Data provided
——————————
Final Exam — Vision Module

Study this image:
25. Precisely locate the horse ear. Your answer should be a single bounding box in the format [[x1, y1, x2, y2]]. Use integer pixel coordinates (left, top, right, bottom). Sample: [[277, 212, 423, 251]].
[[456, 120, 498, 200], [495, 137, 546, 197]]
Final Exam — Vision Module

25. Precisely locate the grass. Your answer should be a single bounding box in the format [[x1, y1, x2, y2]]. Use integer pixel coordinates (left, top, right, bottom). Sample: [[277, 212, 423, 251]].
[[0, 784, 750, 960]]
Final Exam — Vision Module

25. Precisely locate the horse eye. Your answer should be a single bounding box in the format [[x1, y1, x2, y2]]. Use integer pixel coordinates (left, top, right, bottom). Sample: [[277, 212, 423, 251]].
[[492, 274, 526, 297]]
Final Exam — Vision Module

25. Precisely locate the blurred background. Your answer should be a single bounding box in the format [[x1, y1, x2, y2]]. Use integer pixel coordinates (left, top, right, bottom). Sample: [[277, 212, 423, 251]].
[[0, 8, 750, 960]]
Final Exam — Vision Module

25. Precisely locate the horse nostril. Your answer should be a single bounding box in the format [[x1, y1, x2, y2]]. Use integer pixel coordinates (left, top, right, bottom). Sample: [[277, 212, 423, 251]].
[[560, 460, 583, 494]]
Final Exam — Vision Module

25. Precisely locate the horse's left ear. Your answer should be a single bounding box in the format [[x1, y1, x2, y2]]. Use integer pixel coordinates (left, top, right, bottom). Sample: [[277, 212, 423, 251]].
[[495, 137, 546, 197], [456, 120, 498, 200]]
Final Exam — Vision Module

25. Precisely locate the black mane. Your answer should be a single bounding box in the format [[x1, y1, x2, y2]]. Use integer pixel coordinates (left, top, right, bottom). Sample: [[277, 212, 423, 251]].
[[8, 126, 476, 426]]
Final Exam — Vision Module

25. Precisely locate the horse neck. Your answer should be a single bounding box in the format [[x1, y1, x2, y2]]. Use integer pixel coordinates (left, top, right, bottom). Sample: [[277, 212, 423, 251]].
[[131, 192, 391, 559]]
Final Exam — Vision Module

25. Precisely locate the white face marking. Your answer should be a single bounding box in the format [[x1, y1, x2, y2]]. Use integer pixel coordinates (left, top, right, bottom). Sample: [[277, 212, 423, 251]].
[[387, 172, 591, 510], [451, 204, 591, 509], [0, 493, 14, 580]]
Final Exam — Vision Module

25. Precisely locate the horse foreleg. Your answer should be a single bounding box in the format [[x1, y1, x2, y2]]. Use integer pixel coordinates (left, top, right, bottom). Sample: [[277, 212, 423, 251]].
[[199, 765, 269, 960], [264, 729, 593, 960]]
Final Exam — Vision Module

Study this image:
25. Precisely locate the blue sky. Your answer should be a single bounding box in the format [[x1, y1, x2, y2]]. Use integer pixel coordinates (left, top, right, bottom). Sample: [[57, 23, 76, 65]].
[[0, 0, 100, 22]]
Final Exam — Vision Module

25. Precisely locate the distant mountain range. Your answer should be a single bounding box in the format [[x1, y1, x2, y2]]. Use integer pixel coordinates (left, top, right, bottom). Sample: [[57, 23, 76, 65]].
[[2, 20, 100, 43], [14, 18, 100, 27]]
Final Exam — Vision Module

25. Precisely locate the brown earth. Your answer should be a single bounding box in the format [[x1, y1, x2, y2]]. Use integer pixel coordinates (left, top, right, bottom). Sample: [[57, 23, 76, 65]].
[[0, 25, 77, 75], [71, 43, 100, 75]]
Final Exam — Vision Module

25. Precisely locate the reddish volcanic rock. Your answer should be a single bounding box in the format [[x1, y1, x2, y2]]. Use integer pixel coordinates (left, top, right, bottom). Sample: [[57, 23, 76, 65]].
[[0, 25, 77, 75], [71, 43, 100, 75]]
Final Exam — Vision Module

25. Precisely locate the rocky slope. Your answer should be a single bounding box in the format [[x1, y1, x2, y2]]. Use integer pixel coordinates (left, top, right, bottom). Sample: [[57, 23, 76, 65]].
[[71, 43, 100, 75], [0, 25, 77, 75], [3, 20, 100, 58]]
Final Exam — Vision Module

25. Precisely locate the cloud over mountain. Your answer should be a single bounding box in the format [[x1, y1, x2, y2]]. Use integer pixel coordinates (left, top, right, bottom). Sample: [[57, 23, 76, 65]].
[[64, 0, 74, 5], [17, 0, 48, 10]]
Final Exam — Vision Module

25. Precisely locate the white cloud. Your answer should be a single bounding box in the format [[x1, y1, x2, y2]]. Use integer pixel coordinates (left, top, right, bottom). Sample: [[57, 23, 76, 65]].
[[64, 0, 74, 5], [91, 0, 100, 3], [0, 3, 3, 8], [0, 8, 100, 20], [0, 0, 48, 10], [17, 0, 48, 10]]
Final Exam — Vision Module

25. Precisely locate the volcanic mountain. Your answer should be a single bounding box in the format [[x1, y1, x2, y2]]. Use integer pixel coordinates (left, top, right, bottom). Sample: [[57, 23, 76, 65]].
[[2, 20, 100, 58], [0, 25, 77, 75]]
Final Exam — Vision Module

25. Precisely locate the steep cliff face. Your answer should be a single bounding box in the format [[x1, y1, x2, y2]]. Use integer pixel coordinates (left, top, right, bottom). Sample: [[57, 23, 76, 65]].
——————————
Directions for this task
Can you render every line of the records above as a Markdown table with the columns Row and Line, numbering each row and leaving out blank lines?

Worked solution
| Row | Line |
|---|---|
| 1 | Final Exam — Vision Module |
| 2 | Study this image: |
| 3 | 25. Precisely locate the horse ear. Your answer should be a single bounding box in the format [[x1, y1, x2, y2]]. Use integer pixel coordinates (left, top, right, bottom). Sample: [[277, 212, 423, 251]]. |
| 4 | [[456, 120, 498, 200], [495, 137, 546, 197]] |
| 5 | Final Exam — Vision Module |
| 6 | 25. Precisely locate the grass. Your answer should be a single bounding box in the format [[x1, y1, x2, y2]]. Use integer pixel coordinates (left, top, right, bottom). Sample: [[277, 212, 423, 251]]. |
| 7 | [[0, 784, 750, 960]] |
| 8 | Final Exam — Vision Module |
| 9 | 25. Precisely locate the horse eye. Your answer should be a single bounding box in the format [[x1, y1, x2, y2]]. Use integer pixel coordinates (left, top, right, bottom). Sample: [[277, 212, 423, 251]]. |
| 10 | [[492, 274, 526, 297]] |
| 11 | Final Exam — Vision Module |
| 12 | 25. Precisely locate the blurred background. Your answer should be a single bounding box in the format [[x1, y1, x2, y2]]. Use integer pixel coordinates (left, top, right, bottom). Sample: [[277, 212, 423, 251]]. |
| 13 | [[0, 8, 750, 960]] |
| 14 | Final Exam — Vision Module |
| 15 | 25. Precisely locate the horse nostril. Your answer should be a single bounding box in the format [[x1, y1, x2, y2]]. Use integer pixel coordinates (left, top, right, bottom). Sample: [[277, 212, 423, 251]]. |
| 16 | [[560, 460, 583, 494]] |
| 17 | Final Exam — Vision Module |
| 18 | 25. Precisely locate the horse's left ear. Your answer should be a single bounding box in the format [[x1, y1, x2, y2]]. Use integer pixel coordinates (left, top, right, bottom). Sample: [[277, 212, 423, 251]]. |
| 19 | [[495, 137, 546, 197], [456, 120, 498, 200]] |
| 20 | Final Exam — Vision Module |
| 21 | 25. Precisely locate the black mane. Your answer should be a single bounding box in the format [[x1, y1, x2, y2]]. Use integer pixel coordinates (left, top, right, bottom). Sample: [[277, 212, 423, 251]]. |
| 22 | [[8, 126, 476, 426]] |
| 23 | Final Exam — Vision Module |
| 24 | 25. Precisely locate the horse neck. Your answer should be a single bounding box in the format [[x1, y1, x2, y2]]. Use integer pixel coordinates (left, top, right, bottom). Sample: [[277, 212, 423, 251]]. |
| 25 | [[131, 192, 391, 559]] |
| 26 | Final Exam — Vision Module |
| 27 | 25. Precisely locate the white face marking. Your answer should be a single bounding box in the format [[x1, y1, x2, y2]]. Use integer pixel coordinates (left, top, right, bottom). Sample: [[277, 212, 423, 251]]. |
| 28 | [[387, 172, 591, 510], [451, 204, 591, 509], [0, 493, 14, 580]] |
| 29 | Final Exam — Vision Module |
| 30 | 25. Precisely locate the horse foreleg. Your answer should be a single bounding box in the format [[x1, y1, x2, y2]]. Use integer pixel coordinates (left, top, right, bottom). Sample: [[277, 212, 423, 251]]. |
| 31 | [[199, 765, 269, 960], [264, 729, 593, 960]] |
| 32 | Final Exam — Vision Module |
| 33 | Study this image: |
| 34 | 25. Precisely locate the blue sky. Your answer should be a single bounding box in the format [[x1, y1, x2, y2]]. Use integer pixel coordinates (left, top, right, bottom). Sample: [[57, 23, 76, 65]]. |
| 35 | [[0, 0, 100, 22]] |
| 36 | Final Exam — Vision Module |
| 37 | 25. Precisely locate the distant mountain range. Your answer should be a single bounding box in the format [[x1, y1, x2, y2]]. Use integer pixel coordinates (left, top, right, bottom). Sample: [[57, 23, 76, 65]]. |
| 38 | [[2, 20, 100, 43], [14, 18, 100, 27]] |
| 39 | Final Exam — Vision Module |
| 40 | 25. Precisely locate the brown earth. Your answer should be a single bounding box in the format [[x1, y1, x2, y2]]. Use integer pixel coordinates (left, top, right, bottom). Sample: [[57, 23, 76, 65]]. |
| 41 | [[0, 25, 77, 75], [71, 43, 100, 75]] |
| 42 | Final Exam — Vision Module |
| 43 | 25. Precisely locate the reddish volcanic rock. Your answer should be a single bounding box in the format [[x1, y1, x2, y2]]. Use integer pixel coordinates (left, top, right, bottom). Sample: [[57, 23, 76, 65]]. |
| 44 | [[0, 25, 77, 75], [71, 43, 100, 75]] |
| 45 | Final Exam — Vision Module |
| 46 | 25. Precisely locate the rocky slope. Your answer should be a single bounding box in the format [[x1, y1, x2, y2]]. Use integer pixel coordinates (left, top, right, bottom). Sample: [[57, 23, 76, 65]]. |
| 47 | [[71, 43, 100, 75], [0, 25, 77, 75], [3, 20, 100, 58]] |
| 48 | Final Exam — Vision Module |
| 49 | 25. Precisely locate the cloud over mountain. Your answer should be a single bounding box in the format [[x1, y1, x2, y2]]. Use integer pixel coordinates (left, top, right, bottom). Sample: [[57, 23, 76, 65]]. |
| 50 | [[64, 0, 74, 5], [17, 0, 48, 10]] |
| 51 | Final Exam — Vision Module |
| 52 | 25. Precisely locate the white cloud. Your answer should be a single bounding box in the format [[x1, y1, x2, y2]]. Use integer pixel coordinates (left, top, right, bottom). Sample: [[57, 23, 76, 65]]. |
| 53 | [[64, 0, 74, 5], [91, 0, 100, 3], [0, 3, 3, 8], [0, 8, 100, 20], [0, 0, 48, 10], [17, 0, 48, 10]] |
| 54 | Final Exam — Vision Module |
| 55 | 25. Precisely locate the volcanic mountain. Your answer should be a single bounding box in the format [[x1, y1, x2, y2]]. Use integer pixel coordinates (left, top, right, bottom). Sample: [[57, 23, 76, 65]]. |
| 56 | [[2, 20, 100, 58], [0, 25, 77, 75]] |
| 57 | Final Exam — Vision Module |
| 58 | 25. Precisely locate the steep cliff face. Your answer should be a single bounding box in the format [[x1, y1, x2, y2]]. Use integer pixel coordinates (left, top, right, bottom). Sample: [[57, 23, 76, 65]]. |